> _EXERCISE INSTRUCTIONS_
Continue the text on Georgia's 2024 legislative session from where it stops.

Wide shot of the Georgia state Capitol against a cloudy sky.
Wally Gobetz/Flickr-Creative Commons CC BY-NC

The 2024 Georgia legislative session ended on Thursday, March 28, a day known as Sine Die. Lawmakers in both the state Senate and House of Representatives spent Sine Die Day trying to get their bills passed for the governor’s signature. The one bill constitutionally required to pass is next year’s budget. 

Gov. Brian Kemp has 40 days to either veto or sign the bills into law.  

Below is a highlight of several bills passed during this year’s session. More information on any of these bills can be found on the General Assembly website.

Amended Fiscal Year 2024 budget 

Gov. Kemp signed the Amended Fiscal Year (AFY) 2024 budget on Thursday, Feb. 29, 2024. The record $37.9 billion budget includes $5.5 billion in new spending during the current fiscal year. This budget year ends June 30, 2024.

More than $102.5 million was allocated to Georgia’s K-12 classrooms to account for public school enrollment growth. Georgia public school teachers and state university system employees are also set to receive $1,000 one-time pay supplements.

The Department of Behavioral Health and Developmental Disabilities received nearly $70 million in additional funding. It supports mental health and substance abuse recovery programs, and supports Georgians with intellectual and developmental disabilities.  

The General Assembly allocated $392 million to renovate the state Capitol complex and improve security, as well as updating public access.  

Fiscal Year 2025 budget 

Georgia’s $61 billion state budget for the 2025 fiscal year includes spending from the nearly $16 billion in surplus funds.

> _EXTRACTED INFORMATION_

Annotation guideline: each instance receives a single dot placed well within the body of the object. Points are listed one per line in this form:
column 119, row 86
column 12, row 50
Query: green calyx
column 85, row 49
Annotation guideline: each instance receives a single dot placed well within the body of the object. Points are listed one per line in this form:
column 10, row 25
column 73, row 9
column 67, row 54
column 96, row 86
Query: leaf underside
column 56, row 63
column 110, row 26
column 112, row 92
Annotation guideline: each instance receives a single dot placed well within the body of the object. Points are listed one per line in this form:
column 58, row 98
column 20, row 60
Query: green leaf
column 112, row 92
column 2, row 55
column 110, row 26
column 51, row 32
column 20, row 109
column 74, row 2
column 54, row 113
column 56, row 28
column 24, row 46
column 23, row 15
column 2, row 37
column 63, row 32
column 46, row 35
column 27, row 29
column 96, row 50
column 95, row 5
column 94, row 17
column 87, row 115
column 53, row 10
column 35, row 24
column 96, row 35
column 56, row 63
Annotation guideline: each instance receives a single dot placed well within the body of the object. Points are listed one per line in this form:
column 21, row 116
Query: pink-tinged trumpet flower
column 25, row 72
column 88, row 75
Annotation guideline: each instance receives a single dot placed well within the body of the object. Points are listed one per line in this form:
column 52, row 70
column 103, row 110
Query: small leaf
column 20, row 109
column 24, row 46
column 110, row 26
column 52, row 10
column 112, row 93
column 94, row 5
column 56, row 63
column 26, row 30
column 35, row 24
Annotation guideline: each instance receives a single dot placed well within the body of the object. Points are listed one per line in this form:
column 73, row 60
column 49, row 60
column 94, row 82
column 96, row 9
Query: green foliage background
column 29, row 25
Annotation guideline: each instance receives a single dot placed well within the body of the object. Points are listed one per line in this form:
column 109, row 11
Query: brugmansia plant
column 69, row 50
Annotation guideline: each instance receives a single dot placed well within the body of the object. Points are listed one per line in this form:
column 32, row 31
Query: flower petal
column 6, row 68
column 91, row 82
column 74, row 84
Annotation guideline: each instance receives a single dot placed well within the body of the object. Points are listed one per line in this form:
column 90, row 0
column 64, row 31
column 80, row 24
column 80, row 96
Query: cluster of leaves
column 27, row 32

> _TASK RESULT_
All state employees will receive a 4% cost-of-living adjustment. Public school teachers will receive a salary increase of $2,500. The budget allocates $104 million to establish a security grant program for public schools.  

Child and Parent Services, a program that makes childcare more affordable, will see a budget increase of $4.6 million. In addition, $6.3 million will be allocated to provide free breakfasts and lunches to low-income K-12 public school students.  

For the University System of Georgia (USG), $80 million will be invested in making repairs and renovations to campuses. Additionally, $66 million was added back into the USG after it was cut from the 2024 budget.

Full-time healthcare staff will receive a 4% salary raise. The budget allocates $60 million to repair hospitals in Atlanta, Milledgeville, Augusta, Columbus and Savannah. Another $92 million will be allocated toward expanding housing and community services for individuals with intellectual and developmental disabilities. Additionally, $16 million will be invested to increase access to health insurance. 

The budget also includes a $3,000 salary increase for many law enforcement agencies statewide and $450 million to build a new state prison. Additionally, $65 million will be allocated to healthcare for inmates in Georgia’s prison system. 

Election reform

Lawmakers proposed several pieces of legislation regarding election reforms this year. Some of them passed and are now awaiting Gov. Kemp’s signature.  

A bill requiring all election workers to be U.S. citizens, H.B. 1207, passed in the House on Sine Die Day. The bill also limits the number of voting machines used at polling locations. Another passed bill, H.B. 974, would require the Secretary of State to establish a website where scanned paper ballots are posted after elections. The bill will also add watermarks to those ballots.  

Finally, S.B. 189 passed to allow any presidential candidate who appeared on the ballots of at least 20 other states to appear on Georgia’s ballot. The bill would also require counties with less than 5,000 voters to use paper ballots. All absentee ballots in those counties would need to be reported and added to the vote count no more than one hour after the polls close. Additionally, in 2026, S.B. 189 would eliminate bar codes and QR codes from printed ballots. The text portion of the ballot will be counted as the official vote instead.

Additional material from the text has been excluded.